** Provided entries follows **
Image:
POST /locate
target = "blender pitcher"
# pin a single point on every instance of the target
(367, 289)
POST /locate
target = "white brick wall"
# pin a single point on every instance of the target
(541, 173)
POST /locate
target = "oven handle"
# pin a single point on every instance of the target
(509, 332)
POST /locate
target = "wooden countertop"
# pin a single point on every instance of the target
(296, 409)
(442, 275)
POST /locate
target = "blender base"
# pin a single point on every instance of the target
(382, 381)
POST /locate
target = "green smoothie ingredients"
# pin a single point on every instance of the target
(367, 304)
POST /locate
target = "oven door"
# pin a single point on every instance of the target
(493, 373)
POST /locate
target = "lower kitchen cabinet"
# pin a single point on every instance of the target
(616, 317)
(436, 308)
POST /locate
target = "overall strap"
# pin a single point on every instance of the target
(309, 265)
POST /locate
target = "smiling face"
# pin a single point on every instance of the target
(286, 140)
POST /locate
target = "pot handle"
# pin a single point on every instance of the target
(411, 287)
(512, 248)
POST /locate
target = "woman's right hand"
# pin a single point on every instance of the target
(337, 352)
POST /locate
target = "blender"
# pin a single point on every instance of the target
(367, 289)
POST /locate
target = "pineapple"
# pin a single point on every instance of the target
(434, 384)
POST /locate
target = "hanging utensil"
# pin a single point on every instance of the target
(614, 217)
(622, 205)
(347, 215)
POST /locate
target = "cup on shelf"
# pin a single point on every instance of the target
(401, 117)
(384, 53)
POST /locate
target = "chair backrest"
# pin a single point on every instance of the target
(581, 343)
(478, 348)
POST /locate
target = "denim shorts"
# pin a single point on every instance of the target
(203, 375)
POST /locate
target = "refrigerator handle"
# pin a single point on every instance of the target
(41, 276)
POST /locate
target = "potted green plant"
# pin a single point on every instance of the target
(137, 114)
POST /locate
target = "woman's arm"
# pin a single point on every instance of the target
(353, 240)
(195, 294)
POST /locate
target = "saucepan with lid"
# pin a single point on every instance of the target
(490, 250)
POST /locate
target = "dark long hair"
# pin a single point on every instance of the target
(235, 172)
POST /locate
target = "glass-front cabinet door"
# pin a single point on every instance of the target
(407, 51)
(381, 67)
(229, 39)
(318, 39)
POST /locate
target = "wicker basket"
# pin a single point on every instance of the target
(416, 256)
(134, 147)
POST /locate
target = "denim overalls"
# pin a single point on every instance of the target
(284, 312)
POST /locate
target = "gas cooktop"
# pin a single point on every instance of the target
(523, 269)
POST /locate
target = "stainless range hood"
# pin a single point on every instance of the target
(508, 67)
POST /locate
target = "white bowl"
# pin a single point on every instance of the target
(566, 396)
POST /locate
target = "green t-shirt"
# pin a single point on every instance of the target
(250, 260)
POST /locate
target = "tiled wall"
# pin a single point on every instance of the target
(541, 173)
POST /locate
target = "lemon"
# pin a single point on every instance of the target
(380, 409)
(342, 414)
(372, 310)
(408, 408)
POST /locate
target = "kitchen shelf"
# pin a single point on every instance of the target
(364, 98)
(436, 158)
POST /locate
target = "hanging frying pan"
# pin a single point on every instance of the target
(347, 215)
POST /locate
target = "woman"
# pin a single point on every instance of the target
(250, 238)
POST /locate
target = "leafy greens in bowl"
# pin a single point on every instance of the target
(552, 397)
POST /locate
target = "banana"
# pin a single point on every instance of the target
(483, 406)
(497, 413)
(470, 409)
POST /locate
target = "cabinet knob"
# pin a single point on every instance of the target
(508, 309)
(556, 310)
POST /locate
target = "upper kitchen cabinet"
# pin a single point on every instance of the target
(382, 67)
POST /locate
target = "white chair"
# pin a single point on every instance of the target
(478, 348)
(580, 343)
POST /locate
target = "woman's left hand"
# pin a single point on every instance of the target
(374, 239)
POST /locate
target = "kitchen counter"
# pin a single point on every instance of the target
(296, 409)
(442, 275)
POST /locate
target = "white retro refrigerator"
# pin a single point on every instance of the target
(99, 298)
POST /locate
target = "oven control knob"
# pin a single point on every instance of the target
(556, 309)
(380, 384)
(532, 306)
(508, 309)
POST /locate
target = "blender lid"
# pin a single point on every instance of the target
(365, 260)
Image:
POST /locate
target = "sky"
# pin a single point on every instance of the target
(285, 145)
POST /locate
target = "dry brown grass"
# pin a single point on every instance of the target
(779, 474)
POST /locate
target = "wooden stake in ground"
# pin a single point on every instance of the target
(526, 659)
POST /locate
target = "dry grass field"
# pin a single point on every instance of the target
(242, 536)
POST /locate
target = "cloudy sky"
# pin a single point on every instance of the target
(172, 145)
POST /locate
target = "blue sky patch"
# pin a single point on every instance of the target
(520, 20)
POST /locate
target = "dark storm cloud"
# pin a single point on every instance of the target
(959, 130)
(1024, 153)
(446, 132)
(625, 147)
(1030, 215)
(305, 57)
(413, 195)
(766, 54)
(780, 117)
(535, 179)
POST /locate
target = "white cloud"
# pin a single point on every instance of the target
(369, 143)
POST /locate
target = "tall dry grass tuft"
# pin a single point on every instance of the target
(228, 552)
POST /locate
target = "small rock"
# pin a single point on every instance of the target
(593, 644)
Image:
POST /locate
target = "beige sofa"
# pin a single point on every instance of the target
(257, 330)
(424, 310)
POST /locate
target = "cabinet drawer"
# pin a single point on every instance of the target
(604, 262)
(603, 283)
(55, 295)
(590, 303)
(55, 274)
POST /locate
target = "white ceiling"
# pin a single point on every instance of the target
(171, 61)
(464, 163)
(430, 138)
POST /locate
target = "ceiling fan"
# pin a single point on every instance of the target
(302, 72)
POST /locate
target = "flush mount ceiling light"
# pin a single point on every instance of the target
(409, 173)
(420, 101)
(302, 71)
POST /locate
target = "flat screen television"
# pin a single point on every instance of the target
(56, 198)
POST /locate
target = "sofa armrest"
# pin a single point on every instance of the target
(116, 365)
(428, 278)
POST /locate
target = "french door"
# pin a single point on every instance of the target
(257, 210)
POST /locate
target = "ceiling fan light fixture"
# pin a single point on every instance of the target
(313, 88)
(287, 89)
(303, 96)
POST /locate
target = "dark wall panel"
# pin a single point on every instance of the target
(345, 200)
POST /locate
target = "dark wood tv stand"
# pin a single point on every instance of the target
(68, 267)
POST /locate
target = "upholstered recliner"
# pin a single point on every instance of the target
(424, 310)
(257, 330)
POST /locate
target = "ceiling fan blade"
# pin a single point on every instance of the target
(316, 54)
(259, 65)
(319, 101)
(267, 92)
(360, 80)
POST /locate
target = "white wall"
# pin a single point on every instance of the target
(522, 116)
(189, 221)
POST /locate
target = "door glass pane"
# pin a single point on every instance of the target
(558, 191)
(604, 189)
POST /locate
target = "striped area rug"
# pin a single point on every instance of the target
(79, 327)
** End of Provided entries **
Identify the lines in the entries that hold "shelf" and return each one.

target = "cup on shelf"
target = "kitchen shelf"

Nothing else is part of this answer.